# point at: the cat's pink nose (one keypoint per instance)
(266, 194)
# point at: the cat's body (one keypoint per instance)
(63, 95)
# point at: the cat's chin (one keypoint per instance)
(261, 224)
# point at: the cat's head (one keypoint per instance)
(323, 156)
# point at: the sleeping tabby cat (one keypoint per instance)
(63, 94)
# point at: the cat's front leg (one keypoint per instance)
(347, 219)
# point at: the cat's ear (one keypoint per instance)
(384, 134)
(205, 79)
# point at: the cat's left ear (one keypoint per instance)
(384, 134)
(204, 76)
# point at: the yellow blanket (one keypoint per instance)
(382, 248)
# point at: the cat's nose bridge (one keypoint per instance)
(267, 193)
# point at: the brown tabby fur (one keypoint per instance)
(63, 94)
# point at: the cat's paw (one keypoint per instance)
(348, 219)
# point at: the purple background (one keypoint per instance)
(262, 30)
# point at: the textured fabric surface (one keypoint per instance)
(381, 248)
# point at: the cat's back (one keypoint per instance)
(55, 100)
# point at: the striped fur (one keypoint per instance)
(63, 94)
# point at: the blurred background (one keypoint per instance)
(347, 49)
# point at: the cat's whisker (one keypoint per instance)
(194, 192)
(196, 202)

---

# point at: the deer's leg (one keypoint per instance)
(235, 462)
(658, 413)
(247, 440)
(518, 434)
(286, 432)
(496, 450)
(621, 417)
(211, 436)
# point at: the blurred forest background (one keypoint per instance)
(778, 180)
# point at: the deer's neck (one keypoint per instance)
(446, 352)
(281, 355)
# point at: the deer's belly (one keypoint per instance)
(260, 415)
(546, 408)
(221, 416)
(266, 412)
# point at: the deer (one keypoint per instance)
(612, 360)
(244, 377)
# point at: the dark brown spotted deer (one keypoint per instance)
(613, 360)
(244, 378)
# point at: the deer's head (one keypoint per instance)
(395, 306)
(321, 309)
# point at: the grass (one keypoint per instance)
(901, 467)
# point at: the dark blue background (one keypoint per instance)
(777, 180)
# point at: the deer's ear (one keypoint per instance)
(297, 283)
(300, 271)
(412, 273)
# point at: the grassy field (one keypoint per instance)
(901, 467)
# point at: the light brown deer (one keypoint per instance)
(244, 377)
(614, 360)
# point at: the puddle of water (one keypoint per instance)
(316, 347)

---

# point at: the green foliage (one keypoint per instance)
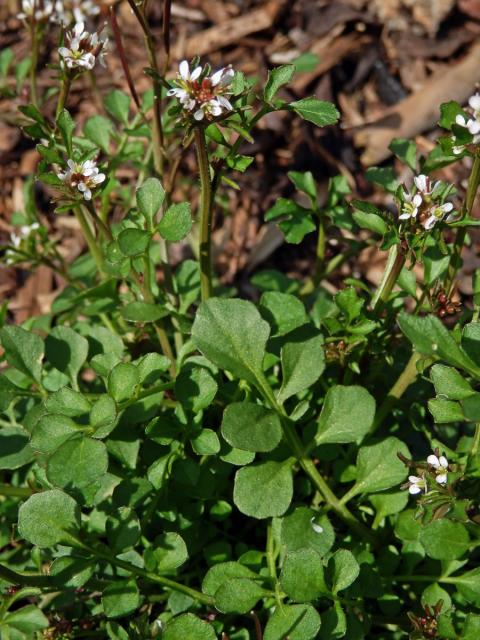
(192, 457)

> **Your objective**:
Return every line of the records above that contains the word "background".

> **Exercise answer**:
# point at: the purple background (one keypoint per instance)
# point at: the blurred background (one keypoint per instance)
# point at: the blurred forest background (one keypoint per instance)
# point at: the dark blue background (one keypoint per instance)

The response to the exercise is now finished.